WHAT IS BEING ASKED: Write the next part of the news story about Mary Tanaka, picking up after its last sentence.

PASSAGE PROVIDED:
##########
On death's doorstep, woman does U-turn with her bear
All the evidence suggested that 88-year-old Mary Tanaka wouldn't be receiving hospice care much longer. On a scale of 0 to 100 percent, with 0 being death, the frail, incoherent and very lethargic Mary was an imperfect 10 - not expected to see another sunrise after nearly a year with hospice.
Mary's hospice care did end last week. Mary's life did not.
"You just don't know," says Mary Jo Sheridan, a registered nurse with Rainbow Hospice and Palliative Care of Park Ridge. "Miracles do happen."
A smiling Mary, her eyes twinkling, asks if she can tell that story in her air-conditioned room in the skilled nursing community at Lincolnwood Place in Lincolnwood, instead of on the sunny patio where she had been sitting.
"It was too hot," Mary says, fluffing her freshly styled gray hair. Exhibiting the same grace and elegance evident in a stunning black-and-white portrait of herself as a young woman, Mary sits in a wheelchair.
"I cannot stand up and walk like the rest of you," she says apologetically.
Born in San Francisco, Mary spent most of her childhood in Los Angeles, where her mother ran a neighborhood grocery store. A devout Seventh Day Adventist, her mother brought Mary and her older sister and two brothers to church every Saturday.
"At home, mother was very strict," Mary remembers. "She didn't let us run around with boys."
A good-looking boy named James was one of the Baptist boys who'd visit the grocery after school.
"I never really met him until we went to the camp," Mary says.
The camp was an internment camp where the U.S. government corralled many families of Japanese descent during World War II. Mary's family was loaded onto a train and taken to Arizona, where her quarters were next to the lodging for James' family.
"James and I met working in the kitchen," Mary says, adding that she isn't bitter about the experience.
"We were young enough to accept it as part of life, but it bothered my mother, who was an extremely hard worker. I thought it was part of living. You live through certain things that your friends may not."
She and James married after the war and settled on the South Side of Chicago. James worked as a newspaper pressman. Mary was a secretary (and one of the few Republicans) working for what is now the Metropolitan Water Reclamation District of Greater Chicago.
"We lived very modestly. I'm not accustomed to having luxury," adds Mary. She and James had no children. After James died a few years ago and Mary developed dementia and other health problems, a loved one who is a suburban judge helped Mary move into Lincolnwood Place, an upscale retirement community with services ranging from independent living to skilled nursing care.
##########
DATA EXCERPTS:
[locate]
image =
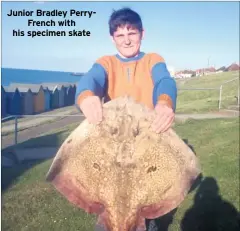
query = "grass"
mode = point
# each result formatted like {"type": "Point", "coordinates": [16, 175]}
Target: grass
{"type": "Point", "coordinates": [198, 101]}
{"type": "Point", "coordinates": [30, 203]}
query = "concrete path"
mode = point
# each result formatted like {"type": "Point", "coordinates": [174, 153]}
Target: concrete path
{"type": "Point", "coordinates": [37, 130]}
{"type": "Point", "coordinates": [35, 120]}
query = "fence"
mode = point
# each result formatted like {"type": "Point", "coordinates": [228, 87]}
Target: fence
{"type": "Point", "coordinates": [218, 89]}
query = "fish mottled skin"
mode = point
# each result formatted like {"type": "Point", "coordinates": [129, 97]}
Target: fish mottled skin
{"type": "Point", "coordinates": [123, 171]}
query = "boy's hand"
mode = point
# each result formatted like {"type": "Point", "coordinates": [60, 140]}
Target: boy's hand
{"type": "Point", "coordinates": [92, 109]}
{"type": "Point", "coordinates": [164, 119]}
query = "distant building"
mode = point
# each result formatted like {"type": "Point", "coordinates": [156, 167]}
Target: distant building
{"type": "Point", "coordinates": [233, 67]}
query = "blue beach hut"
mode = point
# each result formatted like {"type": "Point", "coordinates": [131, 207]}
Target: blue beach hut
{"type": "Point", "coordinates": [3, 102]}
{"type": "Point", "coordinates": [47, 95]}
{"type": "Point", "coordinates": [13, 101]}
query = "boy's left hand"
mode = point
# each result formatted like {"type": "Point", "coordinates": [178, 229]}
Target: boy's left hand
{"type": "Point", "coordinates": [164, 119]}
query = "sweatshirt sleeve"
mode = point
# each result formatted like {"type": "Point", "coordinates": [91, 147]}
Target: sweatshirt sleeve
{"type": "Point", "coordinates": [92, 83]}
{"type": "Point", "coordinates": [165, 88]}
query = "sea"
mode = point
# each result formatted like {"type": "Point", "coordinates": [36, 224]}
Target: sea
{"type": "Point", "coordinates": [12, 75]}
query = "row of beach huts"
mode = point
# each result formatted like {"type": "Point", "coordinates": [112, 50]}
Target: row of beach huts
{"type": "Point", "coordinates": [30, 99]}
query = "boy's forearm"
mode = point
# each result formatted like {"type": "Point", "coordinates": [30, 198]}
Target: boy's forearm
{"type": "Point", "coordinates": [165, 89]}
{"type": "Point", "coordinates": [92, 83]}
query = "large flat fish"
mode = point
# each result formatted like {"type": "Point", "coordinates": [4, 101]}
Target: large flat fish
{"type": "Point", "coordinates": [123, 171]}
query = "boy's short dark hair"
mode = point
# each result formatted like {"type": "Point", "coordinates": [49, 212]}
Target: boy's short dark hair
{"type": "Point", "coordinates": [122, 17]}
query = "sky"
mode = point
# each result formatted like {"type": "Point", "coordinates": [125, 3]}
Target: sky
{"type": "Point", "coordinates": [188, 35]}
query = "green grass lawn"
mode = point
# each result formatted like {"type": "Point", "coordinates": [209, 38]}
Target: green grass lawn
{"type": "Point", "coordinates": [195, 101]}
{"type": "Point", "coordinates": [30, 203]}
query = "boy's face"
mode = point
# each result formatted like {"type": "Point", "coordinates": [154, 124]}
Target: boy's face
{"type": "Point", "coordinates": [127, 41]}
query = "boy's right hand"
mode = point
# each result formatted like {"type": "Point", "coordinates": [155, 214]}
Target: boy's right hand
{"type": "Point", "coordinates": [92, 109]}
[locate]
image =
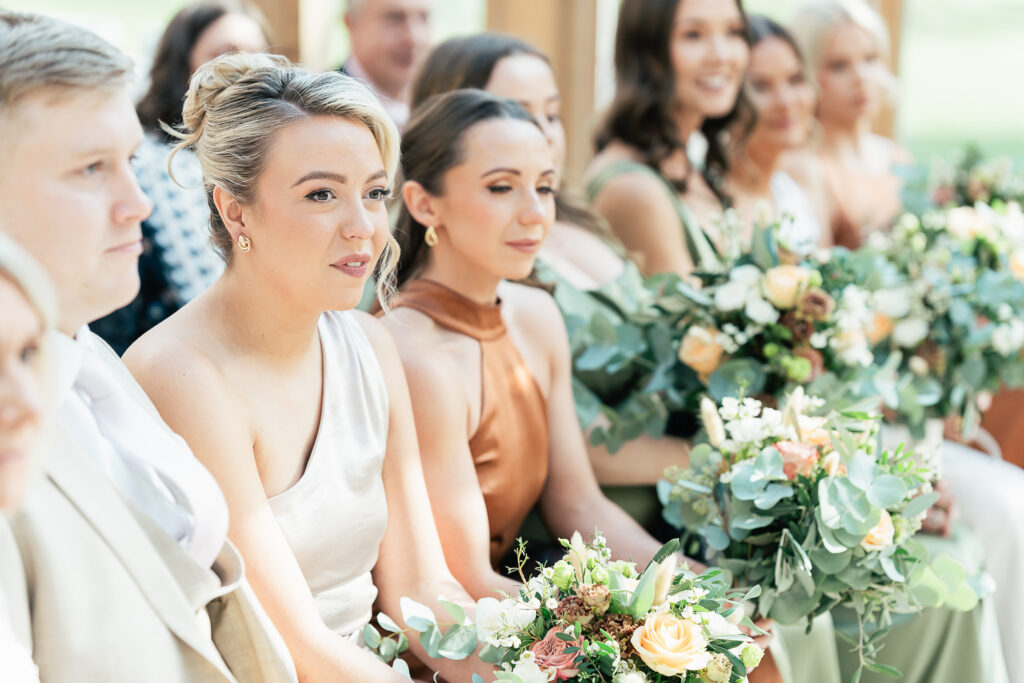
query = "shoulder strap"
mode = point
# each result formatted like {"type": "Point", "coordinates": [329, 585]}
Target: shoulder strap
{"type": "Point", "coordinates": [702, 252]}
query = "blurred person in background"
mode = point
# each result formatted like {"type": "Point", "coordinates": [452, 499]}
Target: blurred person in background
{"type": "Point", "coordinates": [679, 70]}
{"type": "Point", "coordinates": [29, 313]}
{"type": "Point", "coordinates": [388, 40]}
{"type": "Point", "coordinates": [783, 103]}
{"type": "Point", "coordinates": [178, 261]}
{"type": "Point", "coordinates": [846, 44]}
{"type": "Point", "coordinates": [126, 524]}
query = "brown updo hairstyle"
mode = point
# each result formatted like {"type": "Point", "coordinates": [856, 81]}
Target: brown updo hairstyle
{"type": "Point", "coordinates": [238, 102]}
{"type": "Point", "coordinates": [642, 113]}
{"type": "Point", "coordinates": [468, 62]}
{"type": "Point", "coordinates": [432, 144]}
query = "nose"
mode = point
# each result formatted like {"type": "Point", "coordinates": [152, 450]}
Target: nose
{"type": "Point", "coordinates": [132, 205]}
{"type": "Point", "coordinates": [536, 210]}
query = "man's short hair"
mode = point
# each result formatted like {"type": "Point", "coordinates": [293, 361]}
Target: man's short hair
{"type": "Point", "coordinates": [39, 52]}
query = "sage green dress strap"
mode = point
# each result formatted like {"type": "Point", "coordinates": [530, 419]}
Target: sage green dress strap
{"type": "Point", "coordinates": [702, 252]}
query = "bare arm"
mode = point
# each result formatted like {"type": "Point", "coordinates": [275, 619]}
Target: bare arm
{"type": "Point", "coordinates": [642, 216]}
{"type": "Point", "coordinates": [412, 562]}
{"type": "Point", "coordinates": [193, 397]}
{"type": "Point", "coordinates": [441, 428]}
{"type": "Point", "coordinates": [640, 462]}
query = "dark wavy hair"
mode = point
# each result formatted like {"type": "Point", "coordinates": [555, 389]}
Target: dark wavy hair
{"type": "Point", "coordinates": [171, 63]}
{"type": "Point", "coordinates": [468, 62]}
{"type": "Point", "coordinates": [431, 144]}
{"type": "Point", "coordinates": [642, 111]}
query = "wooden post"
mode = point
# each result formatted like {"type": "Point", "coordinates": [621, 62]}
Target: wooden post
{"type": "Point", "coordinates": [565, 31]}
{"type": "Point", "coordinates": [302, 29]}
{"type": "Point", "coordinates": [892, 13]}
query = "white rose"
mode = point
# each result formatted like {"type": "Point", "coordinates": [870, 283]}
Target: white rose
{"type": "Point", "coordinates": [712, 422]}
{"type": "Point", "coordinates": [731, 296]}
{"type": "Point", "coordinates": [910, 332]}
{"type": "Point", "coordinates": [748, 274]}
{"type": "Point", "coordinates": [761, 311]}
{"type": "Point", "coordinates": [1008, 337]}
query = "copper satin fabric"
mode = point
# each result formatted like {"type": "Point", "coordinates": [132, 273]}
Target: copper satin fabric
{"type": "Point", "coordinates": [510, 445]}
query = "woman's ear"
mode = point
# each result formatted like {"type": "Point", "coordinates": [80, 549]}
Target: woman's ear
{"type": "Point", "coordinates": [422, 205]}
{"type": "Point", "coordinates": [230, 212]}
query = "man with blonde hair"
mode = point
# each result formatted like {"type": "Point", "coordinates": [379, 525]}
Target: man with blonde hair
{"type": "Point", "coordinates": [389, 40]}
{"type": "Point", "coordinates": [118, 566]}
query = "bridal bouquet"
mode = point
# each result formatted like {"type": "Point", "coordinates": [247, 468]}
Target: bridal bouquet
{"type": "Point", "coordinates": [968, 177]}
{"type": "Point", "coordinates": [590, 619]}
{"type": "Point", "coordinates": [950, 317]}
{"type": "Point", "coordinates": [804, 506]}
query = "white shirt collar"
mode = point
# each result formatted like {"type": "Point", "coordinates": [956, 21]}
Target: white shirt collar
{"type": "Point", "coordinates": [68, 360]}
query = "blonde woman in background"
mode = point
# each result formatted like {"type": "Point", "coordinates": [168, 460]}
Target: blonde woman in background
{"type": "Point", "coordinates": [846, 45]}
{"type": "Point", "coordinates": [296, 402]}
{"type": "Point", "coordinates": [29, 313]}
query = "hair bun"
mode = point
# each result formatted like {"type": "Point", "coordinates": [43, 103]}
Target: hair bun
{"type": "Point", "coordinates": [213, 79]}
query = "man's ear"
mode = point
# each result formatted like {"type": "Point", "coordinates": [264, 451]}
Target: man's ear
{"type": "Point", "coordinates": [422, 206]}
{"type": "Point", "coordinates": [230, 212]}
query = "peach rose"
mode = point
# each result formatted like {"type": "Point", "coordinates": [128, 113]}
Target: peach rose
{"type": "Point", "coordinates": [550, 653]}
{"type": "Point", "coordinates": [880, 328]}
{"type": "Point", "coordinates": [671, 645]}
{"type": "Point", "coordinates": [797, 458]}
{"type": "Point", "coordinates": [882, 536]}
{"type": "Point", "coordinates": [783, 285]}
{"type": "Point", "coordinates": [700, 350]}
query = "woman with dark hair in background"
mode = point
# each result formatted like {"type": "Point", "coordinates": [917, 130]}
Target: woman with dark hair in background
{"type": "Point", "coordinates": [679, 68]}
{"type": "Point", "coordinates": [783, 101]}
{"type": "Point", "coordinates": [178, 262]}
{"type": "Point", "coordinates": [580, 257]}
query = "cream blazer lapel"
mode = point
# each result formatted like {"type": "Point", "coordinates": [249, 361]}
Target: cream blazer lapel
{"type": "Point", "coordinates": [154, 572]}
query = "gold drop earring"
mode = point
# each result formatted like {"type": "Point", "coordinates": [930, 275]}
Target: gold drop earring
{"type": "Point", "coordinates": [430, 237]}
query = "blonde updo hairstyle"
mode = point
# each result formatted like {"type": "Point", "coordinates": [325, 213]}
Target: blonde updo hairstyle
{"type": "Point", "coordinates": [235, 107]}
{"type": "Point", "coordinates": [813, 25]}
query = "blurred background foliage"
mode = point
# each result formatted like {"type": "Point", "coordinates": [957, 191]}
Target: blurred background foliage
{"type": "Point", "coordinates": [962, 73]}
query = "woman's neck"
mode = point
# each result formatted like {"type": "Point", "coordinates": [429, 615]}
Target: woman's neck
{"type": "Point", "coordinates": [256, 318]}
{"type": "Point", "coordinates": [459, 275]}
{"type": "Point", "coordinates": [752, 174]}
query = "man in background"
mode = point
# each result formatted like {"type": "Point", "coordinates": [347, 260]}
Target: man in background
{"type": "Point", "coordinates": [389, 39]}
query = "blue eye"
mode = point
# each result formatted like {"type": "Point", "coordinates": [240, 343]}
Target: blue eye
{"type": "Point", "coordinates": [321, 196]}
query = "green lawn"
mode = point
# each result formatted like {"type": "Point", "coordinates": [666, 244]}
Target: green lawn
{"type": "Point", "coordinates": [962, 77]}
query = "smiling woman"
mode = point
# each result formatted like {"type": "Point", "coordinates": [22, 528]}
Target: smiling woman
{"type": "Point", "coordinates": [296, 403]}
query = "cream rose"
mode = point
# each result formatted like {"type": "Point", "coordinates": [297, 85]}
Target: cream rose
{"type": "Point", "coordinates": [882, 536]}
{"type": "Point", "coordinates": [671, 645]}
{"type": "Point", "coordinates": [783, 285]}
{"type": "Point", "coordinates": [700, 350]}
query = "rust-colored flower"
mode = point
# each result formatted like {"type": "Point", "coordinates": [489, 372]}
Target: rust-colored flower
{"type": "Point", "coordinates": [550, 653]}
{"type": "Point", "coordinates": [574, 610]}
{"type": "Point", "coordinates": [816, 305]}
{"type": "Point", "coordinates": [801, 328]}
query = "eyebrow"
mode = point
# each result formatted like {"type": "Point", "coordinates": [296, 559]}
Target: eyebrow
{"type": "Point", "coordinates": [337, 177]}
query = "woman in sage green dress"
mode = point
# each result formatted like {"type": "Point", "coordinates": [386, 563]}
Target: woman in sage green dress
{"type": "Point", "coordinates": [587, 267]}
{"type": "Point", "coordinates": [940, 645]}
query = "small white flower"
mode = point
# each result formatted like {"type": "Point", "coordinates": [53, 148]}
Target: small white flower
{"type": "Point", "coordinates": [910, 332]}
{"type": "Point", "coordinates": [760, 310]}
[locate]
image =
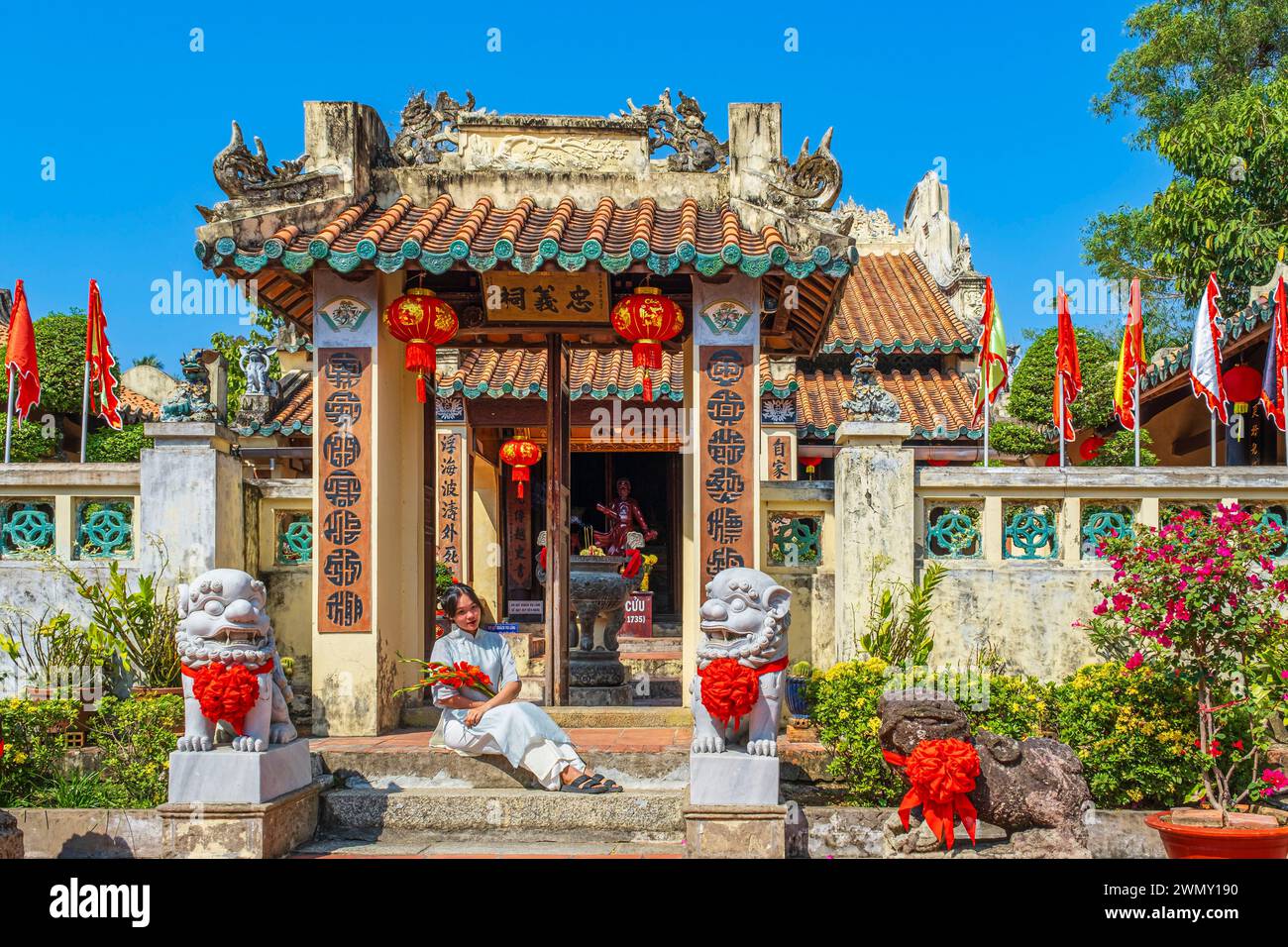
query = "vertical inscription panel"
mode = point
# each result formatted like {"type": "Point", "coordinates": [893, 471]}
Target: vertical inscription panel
##########
ANSWER FOR THIS EXERCISE:
Mary doesn't remember much about nearly dying or the helpful care she received.
"I remember they said, 'She isn't able to do anything,'" Mary says.
And she remembers the brightly colored teddy bear Sheridan gave her to hold. Mary chuckles as she said others kidded her later that she got the bear because "you weren't one of the complaining types."
Sheridan says she gave Mary the bear after watching the elderly woman perk up when a pet therapist put a hamster on her lap. Mary named her bear "Beary."
"She would often talk to the bear. She would hold the bear. It was a comfort," says Keri Bechelli, director of social service for Lincolnwood Place. "She's very humble and no-nonsense. She just takes life's punches and moves on. Maybe that's how she came out of this."
While the public often associates hospice with the final days of dying, hospice actually is about adding quality to the tail end of living, Sheridan says. Studies show that terminally ill people who receive hospice care live longer than those who don't. (Visit www.palliativedoctors.org or nhpco.org for more information.)
After 359 days in hospice, Mary's condition improved so much, she no longer was eligible for hospice.
"It does happen," Sheridan says, citing a recent Rainbow Hospice study that showed 3 percent of patients leave hospice alive. "The support she got, not just from hospice, but from the facility and her medical doctor, her power of attorney and her extended family - it was a really wonderful experience."
Mary is feeling so well, she recently gave "Beary" to "a little old lady" with whom she often dines.